-- start --
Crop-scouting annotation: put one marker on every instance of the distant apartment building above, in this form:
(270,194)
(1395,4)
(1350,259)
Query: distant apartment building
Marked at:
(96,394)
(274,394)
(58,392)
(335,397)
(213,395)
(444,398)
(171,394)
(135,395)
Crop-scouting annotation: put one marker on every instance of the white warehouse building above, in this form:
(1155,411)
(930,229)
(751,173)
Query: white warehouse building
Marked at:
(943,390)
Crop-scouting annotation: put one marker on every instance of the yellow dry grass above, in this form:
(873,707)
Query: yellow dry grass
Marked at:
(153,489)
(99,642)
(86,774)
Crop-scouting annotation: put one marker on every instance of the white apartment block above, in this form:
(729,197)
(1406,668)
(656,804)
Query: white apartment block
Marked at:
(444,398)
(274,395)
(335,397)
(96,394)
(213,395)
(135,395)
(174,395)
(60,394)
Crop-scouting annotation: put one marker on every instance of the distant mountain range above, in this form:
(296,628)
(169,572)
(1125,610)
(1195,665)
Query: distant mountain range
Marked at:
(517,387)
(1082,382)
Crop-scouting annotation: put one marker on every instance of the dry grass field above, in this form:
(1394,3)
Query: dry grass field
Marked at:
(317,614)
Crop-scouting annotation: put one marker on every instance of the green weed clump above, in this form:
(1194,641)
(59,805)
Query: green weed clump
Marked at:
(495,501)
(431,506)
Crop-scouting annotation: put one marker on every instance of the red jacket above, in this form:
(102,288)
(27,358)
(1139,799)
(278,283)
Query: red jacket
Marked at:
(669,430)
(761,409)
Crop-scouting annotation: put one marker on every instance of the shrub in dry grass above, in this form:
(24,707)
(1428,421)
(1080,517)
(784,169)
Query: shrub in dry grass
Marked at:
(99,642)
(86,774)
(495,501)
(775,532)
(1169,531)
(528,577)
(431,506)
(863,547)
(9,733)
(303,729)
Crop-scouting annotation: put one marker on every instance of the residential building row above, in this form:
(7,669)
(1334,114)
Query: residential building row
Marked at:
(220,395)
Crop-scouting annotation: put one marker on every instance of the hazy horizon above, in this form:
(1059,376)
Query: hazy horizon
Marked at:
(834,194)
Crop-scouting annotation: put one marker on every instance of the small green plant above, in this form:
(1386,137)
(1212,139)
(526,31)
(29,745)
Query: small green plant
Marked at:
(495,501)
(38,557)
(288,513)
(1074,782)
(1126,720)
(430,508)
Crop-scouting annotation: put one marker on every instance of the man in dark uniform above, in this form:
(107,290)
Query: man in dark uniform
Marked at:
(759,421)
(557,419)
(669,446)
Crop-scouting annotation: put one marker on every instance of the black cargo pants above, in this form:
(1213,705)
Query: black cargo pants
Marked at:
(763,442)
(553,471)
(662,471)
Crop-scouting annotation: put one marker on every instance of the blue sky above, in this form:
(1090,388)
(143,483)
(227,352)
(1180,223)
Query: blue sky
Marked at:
-- end --
Reproduce the records starting at the line that contains "of the small" and ending at the last line of the records. Increase each coordinate in the marked points by 12, and copy every other line unchanged, including the sample coordinates given with each form.

--- Completed task ---
Crop-scouting annotation: put one marker on every instance of the small green plant above, in this form:
(1386,137)
(1212,139)
(526,31)
(29,745)
Query: small green plant
Marked at:
(507,513)
(50,569)
(300,525)
(1086,794)
(1138,732)
(442,520)
Crop-scouting annotation: put one marker on every instance of the man in dark uniform above, in this form:
(107,290)
Query: man in dark uniform
Marked at:
(771,433)
(569,431)
(681,458)
Crop-scouting annotation: put one marker on every instance of the black cargo pants above, in this form:
(1213,705)
Query: black cargo pants
Marked at:
(775,454)
(565,483)
(674,483)
Crop-scouting annotation: put one marker on every instance of the blue sky above, in this form:
(1090,388)
(143,483)
(227,352)
(1180,223)
Query: blue sky
Marked at:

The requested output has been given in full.